■ What is being asked ■
Rewrite the data below, swapping each "curved walkway" for "winding footpath" and leaving everything else unchanged.

[Data listing]
========================
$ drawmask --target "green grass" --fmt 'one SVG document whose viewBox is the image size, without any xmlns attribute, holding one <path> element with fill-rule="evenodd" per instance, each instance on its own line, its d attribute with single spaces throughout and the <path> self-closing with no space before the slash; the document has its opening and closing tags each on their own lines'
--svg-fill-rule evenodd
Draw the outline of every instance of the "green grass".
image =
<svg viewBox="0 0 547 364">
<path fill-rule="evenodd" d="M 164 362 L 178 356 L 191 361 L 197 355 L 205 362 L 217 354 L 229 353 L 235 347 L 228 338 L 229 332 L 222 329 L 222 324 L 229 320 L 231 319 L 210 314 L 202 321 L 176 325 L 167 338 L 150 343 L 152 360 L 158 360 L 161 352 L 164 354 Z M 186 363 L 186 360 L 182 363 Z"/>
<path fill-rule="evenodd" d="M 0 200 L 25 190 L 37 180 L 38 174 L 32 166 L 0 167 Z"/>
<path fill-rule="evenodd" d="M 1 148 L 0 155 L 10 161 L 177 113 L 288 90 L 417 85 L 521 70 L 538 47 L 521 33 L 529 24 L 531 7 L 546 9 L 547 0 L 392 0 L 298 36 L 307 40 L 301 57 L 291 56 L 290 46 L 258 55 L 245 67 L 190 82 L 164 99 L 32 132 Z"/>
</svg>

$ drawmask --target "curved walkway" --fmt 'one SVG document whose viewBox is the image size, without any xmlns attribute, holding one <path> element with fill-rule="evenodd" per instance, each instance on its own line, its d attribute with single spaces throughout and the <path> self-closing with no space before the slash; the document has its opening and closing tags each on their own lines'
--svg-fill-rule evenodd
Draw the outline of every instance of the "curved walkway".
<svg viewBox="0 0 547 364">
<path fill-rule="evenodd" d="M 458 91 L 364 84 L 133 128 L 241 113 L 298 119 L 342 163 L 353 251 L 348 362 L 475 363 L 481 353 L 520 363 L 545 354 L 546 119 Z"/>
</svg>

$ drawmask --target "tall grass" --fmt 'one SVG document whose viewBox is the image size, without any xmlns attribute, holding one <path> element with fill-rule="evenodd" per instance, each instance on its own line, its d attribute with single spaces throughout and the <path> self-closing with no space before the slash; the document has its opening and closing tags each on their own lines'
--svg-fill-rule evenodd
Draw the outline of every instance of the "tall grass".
========================
■ Exercise response ■
$ drawmask --target "green grass" --fmt 'one SVG document whose viewBox is the image size, without any xmlns attribute, holding one <path> element with fill-rule="evenodd" per instance, each instance on its own line, its d attribute with single spaces throughout and the <path> self-closing with no space before the slash; the document has its opening and closing tags each on their own lines'
--svg-fill-rule evenodd
Draw the outline of every instance of the "green grass".
image =
<svg viewBox="0 0 547 364">
<path fill-rule="evenodd" d="M 164 362 L 178 356 L 191 361 L 197 355 L 205 362 L 217 354 L 229 353 L 235 347 L 228 338 L 229 332 L 222 329 L 222 324 L 229 320 L 231 319 L 210 314 L 202 321 L 176 325 L 167 338 L 150 343 L 152 360 L 158 360 L 161 352 L 164 354 Z M 186 363 L 186 360 L 182 363 Z"/>
<path fill-rule="evenodd" d="M 0 200 L 25 190 L 37 180 L 38 174 L 32 166 L 0 167 Z"/>
<path fill-rule="evenodd" d="M 1 148 L 0 155 L 10 161 L 177 113 L 288 90 L 417 85 L 521 70 L 538 47 L 521 33 L 529 24 L 531 7 L 546 9 L 547 0 L 392 0 L 298 36 L 307 40 L 301 57 L 291 56 L 290 46 L 258 55 L 245 67 L 190 82 L 164 99 L 32 132 Z"/>
</svg>

$ drawmask --target "winding footpath" --fmt 'one SVG document whose viewBox is the image size, without any xmlns attribute, holding one <path> element with fill-rule="evenodd" per instance, each instance on its own line, its d attribute with single spaces throughout and the <path> self-closing with no space before the slash; the document has its opening and closing tags each on their own lines'
--svg-fill-rule evenodd
Draw the outline of every instance of the "winding footpath".
<svg viewBox="0 0 547 364">
<path fill-rule="evenodd" d="M 458 91 L 364 84 L 133 128 L 241 113 L 298 119 L 342 163 L 353 251 L 348 362 L 475 363 L 481 353 L 520 363 L 545 354 L 546 119 Z"/>
</svg>

$ drawmask --target "tall grass" --fmt 'one SVG document whose viewBox is the image size, without any xmlns attribute, holding one <path> element with fill-rule="evenodd" per instance, each instance on its own line, its d attribute with single spaces throughout and the <path> self-closing with no space before the slash; the document has its opening and closing tags each on their own lines'
--svg-fill-rule evenodd
Draw the outline of every instance of the "tall grass".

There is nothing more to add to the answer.